▶ _Texte fourni_
Le stockage sous haute pression pose des problèmes de sécurité et de poids du réservoir : ses parois doivent être suffisamment épaisses pour résister à la pression très élevée. De plus, la petite taille de la molécule d'hydrogène crée un phénomène spécifique de fragilisation des matériaux métalliques du réservoir81(*).
Le stockage sous forme liquide permet de s'affranchir des contraintes de sécurité liées à la haute pression. Mais la liquéfaction de l'hydrogène est très énergivore : elle représente 35 à 40 % de son contenu énergétique82(*), contre 15 % pour sa compression à 700 bars. De plus, la tendance à l'évaporation de l'hydrogène liquide complique son stockage et son transport sur de longues distances.
Par ailleurs, le maintien d'une température basse nécessite des réservoirs de forme cylindrique ou sphérique, mieux adaptée au maintien du froid. Pour de grandes quantités d'hydrogène, ces réservoirs spéciaux sont moins lourds que ceux utilisés pour l'hydrogène compressé à haute pression. Cette relative légèreté explique probablement que la forme liquide de l'hydrogène soit la plus souvent envisagée dans l'aviation.
Maintenir l'hydrogène sous forme cryo-compressée (CcH2) nécessite également un réservoir de forme sphérique ou cylindrique a priori plus lourd que pour l'hydrogène liquide. Mais la cryo-compression permet de réduire considérablement les pertes par évaporation liées au stockage de l'hydrogène liquide. De plus, le remplissage d'un réservoir peut s'effectuer sans nécessiter d'équipement de compression coûteux.
Quelle que soit la forme de l'hydrogène utilisé, son stockage dans les ailes d'un avion apparaît impossible, compte tenu des réservoirs nécessaires. De ce fait, ces réservoirs doivent être placés dans le fuselage, ce qui diminue la place disponible pour les passagers ou oblige à modifier la longueur ou le diamètre du fuselage, donc à augmenter le poids total de l'avion.

▶ _Détails de l'exercice_
Dites si chaque affirmation est d'accord avec le texte sur le stockage de l'hydrogène : (a) liquéfier l'hydrogène consomme 35 à 40 % de son contenu énergétique ; (b) le réservoir pour l'hydrogène cryo-compressé est a priori plus léger que celui pour l'hydrogène liquide ; (c) on peut stocker l'hydrogène dans les ailes d'un avion. Répondez par oui ou non, avec les mots du texte qui tranchent, cités tels quels.

(Données recueillies)
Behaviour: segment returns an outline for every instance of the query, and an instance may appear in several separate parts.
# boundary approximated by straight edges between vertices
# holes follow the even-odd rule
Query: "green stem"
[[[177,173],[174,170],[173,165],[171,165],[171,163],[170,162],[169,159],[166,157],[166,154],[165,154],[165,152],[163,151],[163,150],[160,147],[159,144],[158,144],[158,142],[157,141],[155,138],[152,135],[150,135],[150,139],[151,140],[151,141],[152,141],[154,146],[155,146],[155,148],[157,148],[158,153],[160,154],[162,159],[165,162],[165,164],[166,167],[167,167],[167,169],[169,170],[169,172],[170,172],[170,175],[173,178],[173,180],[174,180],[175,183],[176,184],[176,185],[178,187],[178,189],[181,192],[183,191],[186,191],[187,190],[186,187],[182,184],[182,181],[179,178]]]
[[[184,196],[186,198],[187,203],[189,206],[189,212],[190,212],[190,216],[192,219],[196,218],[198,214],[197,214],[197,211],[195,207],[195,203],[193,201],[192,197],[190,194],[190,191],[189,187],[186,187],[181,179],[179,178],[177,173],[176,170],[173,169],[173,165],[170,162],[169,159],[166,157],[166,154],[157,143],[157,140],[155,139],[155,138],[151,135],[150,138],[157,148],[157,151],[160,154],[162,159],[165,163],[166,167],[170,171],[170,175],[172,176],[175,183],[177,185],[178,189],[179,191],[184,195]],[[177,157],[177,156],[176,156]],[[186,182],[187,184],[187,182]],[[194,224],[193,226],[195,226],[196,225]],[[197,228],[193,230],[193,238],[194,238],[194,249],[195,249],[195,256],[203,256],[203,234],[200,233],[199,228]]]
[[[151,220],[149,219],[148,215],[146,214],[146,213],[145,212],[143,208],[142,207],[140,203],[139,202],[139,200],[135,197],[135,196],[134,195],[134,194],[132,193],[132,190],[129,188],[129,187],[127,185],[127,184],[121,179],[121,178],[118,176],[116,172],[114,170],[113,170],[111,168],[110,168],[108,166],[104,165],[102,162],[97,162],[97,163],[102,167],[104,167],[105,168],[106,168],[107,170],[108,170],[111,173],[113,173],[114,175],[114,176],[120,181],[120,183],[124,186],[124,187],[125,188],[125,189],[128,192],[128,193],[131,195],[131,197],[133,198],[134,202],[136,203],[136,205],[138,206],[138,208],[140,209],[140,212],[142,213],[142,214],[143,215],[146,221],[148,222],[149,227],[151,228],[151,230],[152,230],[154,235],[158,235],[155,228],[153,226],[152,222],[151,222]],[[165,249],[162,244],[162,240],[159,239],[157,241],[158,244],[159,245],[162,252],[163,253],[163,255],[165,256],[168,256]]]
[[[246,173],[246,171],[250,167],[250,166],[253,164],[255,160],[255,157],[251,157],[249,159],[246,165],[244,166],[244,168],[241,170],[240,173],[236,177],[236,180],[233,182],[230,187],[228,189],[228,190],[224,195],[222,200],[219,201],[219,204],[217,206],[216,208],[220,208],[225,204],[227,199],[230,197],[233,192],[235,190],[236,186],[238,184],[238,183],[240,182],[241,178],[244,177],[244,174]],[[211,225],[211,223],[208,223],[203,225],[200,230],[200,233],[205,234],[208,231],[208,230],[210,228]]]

▶ _Réponse_
(a) Oui : « elle représente 35 à 40 % de son contenu énergétique ».
(b) Non : « a priori plus lourd que pour l'hydrogène liquide ».
(c) Non : « son stockage dans les ailes d'un avion apparaît impossible ».